_SHORT PROBLEM:_ Reproduce the lines from the one holding "Trace the outline of every instance of the black" through the one holding "99 L 70 101", inclusive, swapping "boot" for "shoe" and leaving everything else unchanged.

[Mask labeling entries]
● ● ●

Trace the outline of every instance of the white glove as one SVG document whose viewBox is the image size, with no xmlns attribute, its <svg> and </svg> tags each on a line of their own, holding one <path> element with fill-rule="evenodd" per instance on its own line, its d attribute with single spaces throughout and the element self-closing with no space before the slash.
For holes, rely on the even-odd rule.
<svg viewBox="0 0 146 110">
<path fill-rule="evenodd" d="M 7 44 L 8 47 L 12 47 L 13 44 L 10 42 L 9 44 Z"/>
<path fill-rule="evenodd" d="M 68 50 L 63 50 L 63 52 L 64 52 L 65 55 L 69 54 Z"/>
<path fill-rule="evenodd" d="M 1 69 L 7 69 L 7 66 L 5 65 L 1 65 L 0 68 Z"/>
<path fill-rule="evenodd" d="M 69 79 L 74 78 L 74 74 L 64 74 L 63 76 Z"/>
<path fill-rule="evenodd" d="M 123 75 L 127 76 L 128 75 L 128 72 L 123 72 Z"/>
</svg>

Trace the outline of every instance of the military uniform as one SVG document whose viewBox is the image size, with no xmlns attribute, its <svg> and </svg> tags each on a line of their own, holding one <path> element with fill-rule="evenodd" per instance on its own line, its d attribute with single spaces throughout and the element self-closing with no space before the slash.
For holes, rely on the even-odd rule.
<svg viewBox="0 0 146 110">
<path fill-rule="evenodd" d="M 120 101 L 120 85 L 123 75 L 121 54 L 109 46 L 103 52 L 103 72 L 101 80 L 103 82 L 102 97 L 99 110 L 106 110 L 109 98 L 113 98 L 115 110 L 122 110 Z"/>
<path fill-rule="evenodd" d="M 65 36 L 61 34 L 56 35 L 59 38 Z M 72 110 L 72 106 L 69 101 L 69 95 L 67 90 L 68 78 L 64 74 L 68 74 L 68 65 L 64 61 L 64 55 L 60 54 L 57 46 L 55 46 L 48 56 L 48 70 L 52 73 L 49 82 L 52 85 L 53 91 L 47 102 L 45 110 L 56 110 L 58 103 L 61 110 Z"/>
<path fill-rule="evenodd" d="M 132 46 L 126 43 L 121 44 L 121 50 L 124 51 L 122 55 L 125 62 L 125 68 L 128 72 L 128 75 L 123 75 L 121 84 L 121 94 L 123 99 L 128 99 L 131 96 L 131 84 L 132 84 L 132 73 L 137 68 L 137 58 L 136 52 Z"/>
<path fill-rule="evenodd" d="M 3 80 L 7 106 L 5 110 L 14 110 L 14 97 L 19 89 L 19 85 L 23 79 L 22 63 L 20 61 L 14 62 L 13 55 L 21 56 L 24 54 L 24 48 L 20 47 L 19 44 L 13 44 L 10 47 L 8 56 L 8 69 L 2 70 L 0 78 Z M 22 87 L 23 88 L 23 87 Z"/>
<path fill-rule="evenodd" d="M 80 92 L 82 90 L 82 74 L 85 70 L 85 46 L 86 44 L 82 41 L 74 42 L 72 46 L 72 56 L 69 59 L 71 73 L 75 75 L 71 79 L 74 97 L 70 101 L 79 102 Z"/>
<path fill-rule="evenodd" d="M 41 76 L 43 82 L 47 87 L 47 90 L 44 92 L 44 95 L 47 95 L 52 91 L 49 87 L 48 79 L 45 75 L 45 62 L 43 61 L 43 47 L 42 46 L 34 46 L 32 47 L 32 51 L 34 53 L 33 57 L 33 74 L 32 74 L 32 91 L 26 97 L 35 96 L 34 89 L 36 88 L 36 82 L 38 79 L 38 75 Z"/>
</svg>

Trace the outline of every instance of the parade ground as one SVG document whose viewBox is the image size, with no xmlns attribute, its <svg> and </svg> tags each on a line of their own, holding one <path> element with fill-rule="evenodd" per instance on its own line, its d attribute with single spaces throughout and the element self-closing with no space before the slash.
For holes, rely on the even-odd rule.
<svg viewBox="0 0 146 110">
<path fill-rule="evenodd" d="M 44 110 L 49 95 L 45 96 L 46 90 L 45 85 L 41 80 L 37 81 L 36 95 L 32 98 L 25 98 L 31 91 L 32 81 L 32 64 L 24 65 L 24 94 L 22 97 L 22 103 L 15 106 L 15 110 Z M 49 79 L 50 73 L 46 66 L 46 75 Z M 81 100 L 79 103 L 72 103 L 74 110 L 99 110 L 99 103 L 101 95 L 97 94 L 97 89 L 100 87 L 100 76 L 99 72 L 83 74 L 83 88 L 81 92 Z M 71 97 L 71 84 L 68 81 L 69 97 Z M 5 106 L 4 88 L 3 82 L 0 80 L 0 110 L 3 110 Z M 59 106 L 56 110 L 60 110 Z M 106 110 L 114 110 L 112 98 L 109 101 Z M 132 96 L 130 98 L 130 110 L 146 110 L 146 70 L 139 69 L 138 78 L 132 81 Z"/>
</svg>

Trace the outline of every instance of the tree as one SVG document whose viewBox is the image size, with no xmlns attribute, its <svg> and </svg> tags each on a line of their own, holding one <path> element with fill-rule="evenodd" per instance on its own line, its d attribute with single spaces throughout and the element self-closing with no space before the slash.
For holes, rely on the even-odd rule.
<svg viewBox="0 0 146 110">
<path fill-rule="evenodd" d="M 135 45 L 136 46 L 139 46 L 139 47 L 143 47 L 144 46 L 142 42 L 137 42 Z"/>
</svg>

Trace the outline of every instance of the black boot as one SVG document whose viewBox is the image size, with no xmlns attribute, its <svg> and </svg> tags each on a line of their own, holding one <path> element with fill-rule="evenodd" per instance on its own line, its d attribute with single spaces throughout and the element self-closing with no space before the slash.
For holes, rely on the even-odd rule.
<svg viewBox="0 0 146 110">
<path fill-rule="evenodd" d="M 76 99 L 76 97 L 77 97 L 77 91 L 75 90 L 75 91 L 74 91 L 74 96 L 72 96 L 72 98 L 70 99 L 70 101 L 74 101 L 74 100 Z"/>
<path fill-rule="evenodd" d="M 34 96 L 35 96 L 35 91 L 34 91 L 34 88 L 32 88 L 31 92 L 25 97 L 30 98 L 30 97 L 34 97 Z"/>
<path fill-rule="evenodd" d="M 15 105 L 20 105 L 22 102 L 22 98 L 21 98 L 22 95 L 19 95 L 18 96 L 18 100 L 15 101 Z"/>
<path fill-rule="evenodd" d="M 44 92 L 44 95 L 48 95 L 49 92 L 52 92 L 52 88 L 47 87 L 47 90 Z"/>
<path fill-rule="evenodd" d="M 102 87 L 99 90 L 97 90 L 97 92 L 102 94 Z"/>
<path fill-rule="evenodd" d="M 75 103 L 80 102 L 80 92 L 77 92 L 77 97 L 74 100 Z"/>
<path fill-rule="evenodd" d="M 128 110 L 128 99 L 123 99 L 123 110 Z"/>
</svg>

● ● ●

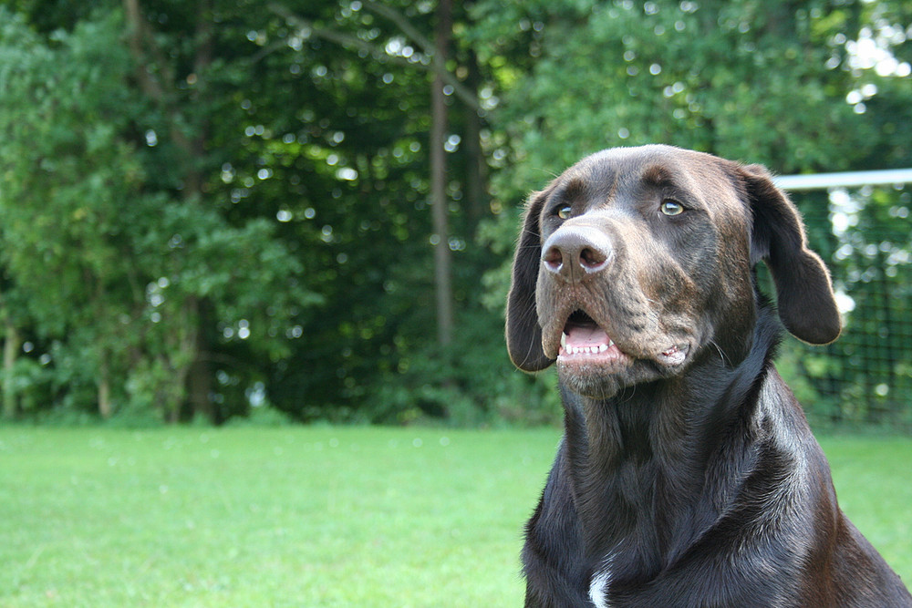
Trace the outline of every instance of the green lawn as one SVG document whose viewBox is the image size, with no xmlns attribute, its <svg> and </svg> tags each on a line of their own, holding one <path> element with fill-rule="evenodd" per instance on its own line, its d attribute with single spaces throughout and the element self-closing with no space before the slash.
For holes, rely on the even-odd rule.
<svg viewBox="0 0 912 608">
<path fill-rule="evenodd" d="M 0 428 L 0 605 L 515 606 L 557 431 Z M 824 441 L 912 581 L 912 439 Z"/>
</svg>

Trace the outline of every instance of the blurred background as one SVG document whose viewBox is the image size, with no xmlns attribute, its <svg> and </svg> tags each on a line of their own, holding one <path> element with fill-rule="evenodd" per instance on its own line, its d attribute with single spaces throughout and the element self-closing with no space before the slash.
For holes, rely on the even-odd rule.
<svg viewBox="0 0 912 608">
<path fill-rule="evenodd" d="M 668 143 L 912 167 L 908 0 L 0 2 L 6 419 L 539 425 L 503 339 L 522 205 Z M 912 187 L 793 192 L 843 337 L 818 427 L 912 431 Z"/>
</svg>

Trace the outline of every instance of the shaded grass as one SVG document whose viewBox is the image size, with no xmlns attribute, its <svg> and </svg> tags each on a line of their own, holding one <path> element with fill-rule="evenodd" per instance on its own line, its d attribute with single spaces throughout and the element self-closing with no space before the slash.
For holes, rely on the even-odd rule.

● ● ●

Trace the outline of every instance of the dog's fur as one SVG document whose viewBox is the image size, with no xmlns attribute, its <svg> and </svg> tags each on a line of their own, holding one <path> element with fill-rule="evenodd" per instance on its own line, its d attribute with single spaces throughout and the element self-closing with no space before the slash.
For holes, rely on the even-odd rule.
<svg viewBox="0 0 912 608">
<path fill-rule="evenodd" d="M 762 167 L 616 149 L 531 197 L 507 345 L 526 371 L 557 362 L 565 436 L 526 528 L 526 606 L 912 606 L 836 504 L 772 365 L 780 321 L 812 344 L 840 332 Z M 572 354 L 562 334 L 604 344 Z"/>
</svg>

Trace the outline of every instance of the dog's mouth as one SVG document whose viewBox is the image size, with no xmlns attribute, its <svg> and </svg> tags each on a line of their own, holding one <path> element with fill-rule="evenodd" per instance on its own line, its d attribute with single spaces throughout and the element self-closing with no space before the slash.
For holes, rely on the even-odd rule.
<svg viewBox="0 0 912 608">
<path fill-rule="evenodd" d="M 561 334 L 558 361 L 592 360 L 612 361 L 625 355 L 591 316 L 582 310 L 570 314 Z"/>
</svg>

● ● ●

_WRITTEN ANSWER:_
Trace the outline of every instance of the black shoe as one SVG document whose viewBox is the image size, with no xmlns attribute, its <svg> and </svg> tags each on a line of their own, holding one <path> element with fill-rule="evenodd" per instance on its own line, its d attribute with single spaces throughout and the element self-closing with no space before the slash.
For holes, rely on the even-odd rule.
<svg viewBox="0 0 146 110">
<path fill-rule="evenodd" d="M 76 99 L 76 97 L 77 97 L 77 91 L 75 90 L 75 91 L 74 91 L 74 96 L 72 96 L 72 98 L 70 99 L 70 101 L 74 101 L 74 100 Z"/>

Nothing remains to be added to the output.